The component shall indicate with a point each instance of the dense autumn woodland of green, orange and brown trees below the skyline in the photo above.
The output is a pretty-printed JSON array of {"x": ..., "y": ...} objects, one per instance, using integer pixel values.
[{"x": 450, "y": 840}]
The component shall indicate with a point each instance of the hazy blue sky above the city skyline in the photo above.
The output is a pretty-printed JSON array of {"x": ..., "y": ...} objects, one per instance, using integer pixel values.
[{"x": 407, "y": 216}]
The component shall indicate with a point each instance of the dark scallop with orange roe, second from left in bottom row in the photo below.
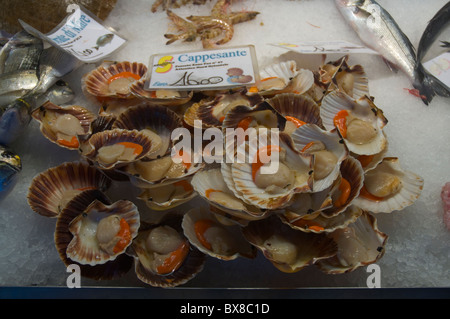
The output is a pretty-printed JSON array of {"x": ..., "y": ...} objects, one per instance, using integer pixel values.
[{"x": 163, "y": 255}]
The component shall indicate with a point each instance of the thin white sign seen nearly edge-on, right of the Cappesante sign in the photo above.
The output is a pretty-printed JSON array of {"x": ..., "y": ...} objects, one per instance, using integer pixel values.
[{"x": 325, "y": 47}]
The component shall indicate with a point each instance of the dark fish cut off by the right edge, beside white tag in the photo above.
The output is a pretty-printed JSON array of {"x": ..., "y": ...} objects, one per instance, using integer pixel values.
[{"x": 438, "y": 25}]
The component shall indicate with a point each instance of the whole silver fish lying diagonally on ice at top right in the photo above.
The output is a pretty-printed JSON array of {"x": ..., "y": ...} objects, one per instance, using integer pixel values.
[{"x": 378, "y": 30}]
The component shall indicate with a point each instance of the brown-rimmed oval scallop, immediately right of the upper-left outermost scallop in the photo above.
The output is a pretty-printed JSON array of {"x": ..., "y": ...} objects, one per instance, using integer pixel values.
[{"x": 116, "y": 147}]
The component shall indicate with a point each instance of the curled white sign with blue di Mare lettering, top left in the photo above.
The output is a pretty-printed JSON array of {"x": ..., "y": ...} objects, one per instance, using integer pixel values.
[{"x": 82, "y": 36}]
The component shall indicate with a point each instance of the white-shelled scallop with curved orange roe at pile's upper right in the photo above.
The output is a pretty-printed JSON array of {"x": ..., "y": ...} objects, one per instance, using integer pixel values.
[{"x": 359, "y": 122}]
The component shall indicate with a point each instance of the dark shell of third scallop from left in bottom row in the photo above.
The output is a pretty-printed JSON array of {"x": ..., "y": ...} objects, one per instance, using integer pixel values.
[{"x": 230, "y": 242}]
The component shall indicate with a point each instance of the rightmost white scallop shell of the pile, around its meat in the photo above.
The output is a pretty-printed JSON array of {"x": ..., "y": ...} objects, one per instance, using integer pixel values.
[{"x": 410, "y": 189}]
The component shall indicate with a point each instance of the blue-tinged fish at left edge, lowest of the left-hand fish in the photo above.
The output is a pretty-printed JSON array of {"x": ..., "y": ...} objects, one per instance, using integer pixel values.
[{"x": 10, "y": 167}]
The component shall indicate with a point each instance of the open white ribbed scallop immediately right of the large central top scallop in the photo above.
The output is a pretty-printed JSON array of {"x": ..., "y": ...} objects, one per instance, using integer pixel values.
[{"x": 331, "y": 141}]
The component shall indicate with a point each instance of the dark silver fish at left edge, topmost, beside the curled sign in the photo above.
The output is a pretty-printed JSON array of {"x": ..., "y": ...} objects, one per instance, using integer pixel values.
[{"x": 21, "y": 52}]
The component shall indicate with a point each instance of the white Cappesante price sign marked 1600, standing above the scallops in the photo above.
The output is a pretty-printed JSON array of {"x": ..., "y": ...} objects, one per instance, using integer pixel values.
[{"x": 203, "y": 70}]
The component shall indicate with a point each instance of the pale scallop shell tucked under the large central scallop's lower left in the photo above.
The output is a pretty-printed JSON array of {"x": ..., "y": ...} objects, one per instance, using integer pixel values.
[{"x": 211, "y": 180}]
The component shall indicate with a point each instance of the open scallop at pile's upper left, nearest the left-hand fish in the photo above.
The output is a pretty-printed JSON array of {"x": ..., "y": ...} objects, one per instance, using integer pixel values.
[{"x": 63, "y": 125}]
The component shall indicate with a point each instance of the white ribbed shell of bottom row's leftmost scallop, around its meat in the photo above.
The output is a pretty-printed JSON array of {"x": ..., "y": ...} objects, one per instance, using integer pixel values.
[{"x": 84, "y": 248}]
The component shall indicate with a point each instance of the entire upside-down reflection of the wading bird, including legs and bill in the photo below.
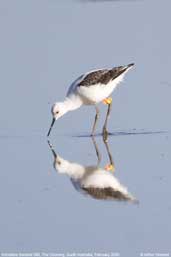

▸ **Work order**: From the data above, copy each line that holds "large".

▸ **Solution below**:
The component shall indicate with a point each instance of the open white ribbed scallop immediately right of the large central top scallop in the photo above.
The component shall indicate with a point each instance of the pale scallop shell tucked under the large central scallop's lower left in the photo above.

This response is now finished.